#### [What you have to do]
Could you reproduce the piece on the Quebec City grain silos word for word, from "To help beautify" to "elusive northern lights."?

Urban Canvas

A group of artists and designers paint an outsize industrial building in Quebec City with light.

To help beautify its old port, Quebec City didn’t try to hide the 81 unsightly concrete silos that stand 98 feet high and nearly 2,000 feet wide in a grain terminal along the St. Lawrence River. Instead, it decided to make them the center of attention. Since the end of last October, city residents have been enjoying a nightly ambient light show that transforms the silos into a shifting wash of blue, yellow, green, and red. Designed by Robert Lepage and his performing-arts group, Ex Machina, with the lighting firm Ambiances, the Aurora Borealis installation is a digital recreation of the elusive northern lights.

“It’s a key point in Quebec City in many ways,” Michel Bernatchez, a producer with Ex Machina, says of the site. “It was the junction for the railroads that came all the way from western Canada and the boats that were going all the way to Europe.” The silos, built in 1913 and operated by Bunge of Canada, may no longer be the progressive economic symbol they once were, but they remain an important grain depot. “It used to be a beauty when they first built it, in terms of engineering, but it’s not a beauty of architecture,” says Martin Gagnon, the principal designer at Ambiances. “There’s a park along the water with a view of the building, and the city was interested in creating a nicer environment for people.”

#### [Input data]
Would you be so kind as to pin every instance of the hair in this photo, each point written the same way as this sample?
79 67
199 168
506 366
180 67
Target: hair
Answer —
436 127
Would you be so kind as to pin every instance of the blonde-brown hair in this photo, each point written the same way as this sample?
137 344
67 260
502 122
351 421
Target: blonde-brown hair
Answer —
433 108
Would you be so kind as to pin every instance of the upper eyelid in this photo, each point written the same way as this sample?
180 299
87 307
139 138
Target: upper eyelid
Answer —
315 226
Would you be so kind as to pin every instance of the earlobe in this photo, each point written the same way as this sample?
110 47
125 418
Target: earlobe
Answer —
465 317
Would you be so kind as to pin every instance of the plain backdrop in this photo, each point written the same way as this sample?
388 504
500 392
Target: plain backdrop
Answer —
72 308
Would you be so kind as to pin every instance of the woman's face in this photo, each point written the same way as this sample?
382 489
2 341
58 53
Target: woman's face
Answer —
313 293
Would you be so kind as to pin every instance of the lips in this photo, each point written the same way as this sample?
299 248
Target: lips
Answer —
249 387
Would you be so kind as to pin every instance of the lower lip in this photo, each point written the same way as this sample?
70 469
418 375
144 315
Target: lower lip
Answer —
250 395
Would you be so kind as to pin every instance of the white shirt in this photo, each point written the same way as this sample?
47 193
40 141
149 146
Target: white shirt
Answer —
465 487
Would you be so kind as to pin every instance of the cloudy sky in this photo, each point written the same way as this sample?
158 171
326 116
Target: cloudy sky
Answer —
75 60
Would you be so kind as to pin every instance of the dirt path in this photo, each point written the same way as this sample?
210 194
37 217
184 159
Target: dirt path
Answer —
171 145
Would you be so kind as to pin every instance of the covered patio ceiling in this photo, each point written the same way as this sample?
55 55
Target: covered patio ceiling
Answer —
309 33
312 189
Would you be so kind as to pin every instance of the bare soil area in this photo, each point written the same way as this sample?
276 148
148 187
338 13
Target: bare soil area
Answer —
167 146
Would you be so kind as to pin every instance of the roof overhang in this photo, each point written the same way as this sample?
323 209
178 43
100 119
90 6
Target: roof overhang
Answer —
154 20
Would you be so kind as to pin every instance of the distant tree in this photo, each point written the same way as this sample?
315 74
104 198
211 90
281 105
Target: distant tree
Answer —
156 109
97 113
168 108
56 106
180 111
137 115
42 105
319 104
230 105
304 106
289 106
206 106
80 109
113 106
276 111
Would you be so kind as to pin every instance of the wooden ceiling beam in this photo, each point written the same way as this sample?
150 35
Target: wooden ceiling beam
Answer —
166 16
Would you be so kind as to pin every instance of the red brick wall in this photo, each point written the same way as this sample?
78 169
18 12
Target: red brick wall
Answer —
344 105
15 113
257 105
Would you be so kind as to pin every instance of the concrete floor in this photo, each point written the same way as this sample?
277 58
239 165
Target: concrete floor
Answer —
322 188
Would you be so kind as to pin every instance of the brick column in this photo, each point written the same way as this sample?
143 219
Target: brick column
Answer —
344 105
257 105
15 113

#### [Finished exercise]
To help beautify its old port, Quebec City didn’t try to hide the 81 unsightly concrete silos that stand 98 feet high and nearly 2,000 feet wide in a grain terminal along the St. Lawrence River. Instead, it decided to make them the center of attention. Since the end of last October, city residents have been enjoying a nightly ambient light show that transforms the silos into a shifting wash of blue, yellow, green, and red. Designed by Robert Lepage and his performing-arts group, Ex Machina, with the lighting firm Ambiances, the Aurora Borealis installation is a digital recreation of the elusive northern lights.